13 Nebraska counties have no primary care doctor. Here’s what UNMC is doing to reach rural areas

LINCOLN — Rural Nebraskans escape human hordes and traffic jams, but when they’re ill, many have a long way to go to see a doctor.

University of Nebraska Medical Center officials told the NU Board of Regents on Friday that they are finding ways to serve rural places and are recognizing what it takes to place a young doctor in a small town. They also are making progress through video technology and mobile training strategies.

UNMC has been working at this for years. The problem is sure to persist as urban America grows in population and rural America shrinks. In 1910, 54.4 percent of the United States’ population lived in rural areas. As of 2010, that had plummeted to 19.3 percent.

A report Friday said 13 of Nebraska’s 93 counties have no primary care doctor. Dr. Bradley Britigan, dean of UNMC’s College of Medicine, told the regents that the challenge of serving rural Nebraska continues.

All counties other than Douglas and Lancaster have been designated by the state as shortage areas for at least one kind of primary care. Those include family doctors, pediatricians, internal medicine doctors and obstetrician-gynecologists.

“There is clearly a workforce shortage in Nebraska, particularly rural Nebraska,” Britigan told the regents.

Statistics indicate that UNMC College of Medicine values rural students. In the college’s class of 2022 (those who entered last fall), 40 of 81 rural applicants won acceptance, while 79 of 198 applicants from the Omaha and Lincoln areas were accepted. Not all of those who were accepted enrolled at UNMC.

Eighty-eight percent of the class is made up of Nebraskans, Britigan said. In all, UNMC had 1,865 applicants for a class of 132.

More than half of the physicians practicing in Nebraska attended medical school, did their residency or had a fellowship at UNMC, the report said.

UNMC and other organizations have found that experience in rural Nebraska and having family there increase the likelihood that a young doctor will choose to practice in rural Nebraska.

**What to produce:** Copy out the article on Nebraska's rural doctor shortage word for word.

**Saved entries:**

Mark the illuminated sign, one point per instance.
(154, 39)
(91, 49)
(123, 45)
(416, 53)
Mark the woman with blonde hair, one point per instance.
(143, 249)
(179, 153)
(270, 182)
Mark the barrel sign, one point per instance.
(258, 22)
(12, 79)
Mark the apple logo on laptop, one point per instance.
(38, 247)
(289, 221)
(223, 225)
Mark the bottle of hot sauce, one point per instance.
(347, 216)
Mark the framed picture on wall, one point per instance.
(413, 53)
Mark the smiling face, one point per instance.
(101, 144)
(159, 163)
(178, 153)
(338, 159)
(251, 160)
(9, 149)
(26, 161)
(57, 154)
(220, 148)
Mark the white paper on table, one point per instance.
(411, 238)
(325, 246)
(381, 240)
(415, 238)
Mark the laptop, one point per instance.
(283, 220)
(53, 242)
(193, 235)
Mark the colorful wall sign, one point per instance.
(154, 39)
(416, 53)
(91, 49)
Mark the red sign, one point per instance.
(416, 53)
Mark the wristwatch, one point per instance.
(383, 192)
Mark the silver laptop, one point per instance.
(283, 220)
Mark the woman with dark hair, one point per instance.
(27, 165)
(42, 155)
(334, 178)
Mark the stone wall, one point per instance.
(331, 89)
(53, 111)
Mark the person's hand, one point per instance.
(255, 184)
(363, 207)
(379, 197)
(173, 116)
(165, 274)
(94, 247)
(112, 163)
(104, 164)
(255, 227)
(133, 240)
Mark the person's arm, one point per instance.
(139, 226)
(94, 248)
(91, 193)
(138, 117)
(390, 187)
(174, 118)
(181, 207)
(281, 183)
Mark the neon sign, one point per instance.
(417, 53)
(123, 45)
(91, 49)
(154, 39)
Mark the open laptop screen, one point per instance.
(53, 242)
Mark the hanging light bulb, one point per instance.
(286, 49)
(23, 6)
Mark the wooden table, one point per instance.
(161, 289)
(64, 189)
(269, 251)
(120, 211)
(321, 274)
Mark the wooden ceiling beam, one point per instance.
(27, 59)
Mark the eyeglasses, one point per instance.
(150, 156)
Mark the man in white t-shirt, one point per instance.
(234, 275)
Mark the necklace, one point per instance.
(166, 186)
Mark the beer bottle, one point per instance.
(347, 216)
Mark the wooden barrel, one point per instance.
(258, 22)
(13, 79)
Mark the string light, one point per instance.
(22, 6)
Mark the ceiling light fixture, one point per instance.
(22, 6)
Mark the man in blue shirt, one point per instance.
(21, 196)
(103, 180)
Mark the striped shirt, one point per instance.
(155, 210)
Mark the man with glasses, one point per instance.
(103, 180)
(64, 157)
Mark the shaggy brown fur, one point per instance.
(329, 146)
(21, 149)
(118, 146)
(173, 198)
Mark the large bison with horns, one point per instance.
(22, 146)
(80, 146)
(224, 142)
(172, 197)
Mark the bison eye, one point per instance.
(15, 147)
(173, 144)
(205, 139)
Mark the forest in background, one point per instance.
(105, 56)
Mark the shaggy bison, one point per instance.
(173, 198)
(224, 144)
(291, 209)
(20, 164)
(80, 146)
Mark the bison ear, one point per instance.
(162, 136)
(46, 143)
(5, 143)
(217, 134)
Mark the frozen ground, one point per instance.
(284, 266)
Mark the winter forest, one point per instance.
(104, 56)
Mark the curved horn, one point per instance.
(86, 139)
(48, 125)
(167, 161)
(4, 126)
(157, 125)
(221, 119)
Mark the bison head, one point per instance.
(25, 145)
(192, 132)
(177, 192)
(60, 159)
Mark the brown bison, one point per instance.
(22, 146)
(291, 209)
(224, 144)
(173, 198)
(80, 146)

**Answer space:**
13 Nebraska counties have no primary care doctor. Here’s what UNMC is doing to reach rural areas

LINCOLN — Rural Nebraskans escape human hordes and traffic jams, but when they’re ill, many have a long way to go to see a doctor.

University of Nebraska Medical Center officials told the NU Board of Regents on Friday that they are finding ways to serve rural places and are recognizing what it takes to place a young doctor in a small town. They also are making progress through video technology and mobile training strategies.

UNMC has been working at this for years. The problem is sure to persist as urban America grows in population and rural America shrinks. In 1910, 54.4 percent of the United States’ population lived in rural areas. As of 2010, that had plummeted to 19.3 percent.

A report Friday said 13 of Nebraska’s 93 counties have no primary care doctor. Dr. Bradley Britigan, dean of UNMC’s College of Medicine, told the regents that the challenge of serving rural Nebraska continues.

All counties other than Douglas and Lancaster have been designated by the state as shortage areas for at least one kind of primary care. Those include family doctors, pediatricians, internal medicine doctors and obstetrician-gynecologists.

“There is clearly a workforce shortage in Nebraska, particularly rural Nebraska,” Britigan told the regents.

Statistics indicate that UNMC College of Medicine values rural students. In the college’s class of 2022 (those who entered last fall), 40 of 81 rural applicants won acceptance, while 79 of 198 applicants from the Omaha and Lincoln areas were accepted. Not all of those who were accepted enrolled at UNMC.

Eighty-eight percent of the class is made up of Nebraskans, Britigan said. In all, UNMC had 1,865 applicants for a class of 132.

More than half of the physicians practicing in Nebraska attended medical school, did their residency or had a fellowship at UNMC, the report said.

UNMC and other organizations have found that experience in rural Nebraska and having family there increase the likelihood that a young doctor will choose to practice in rural Nebraska.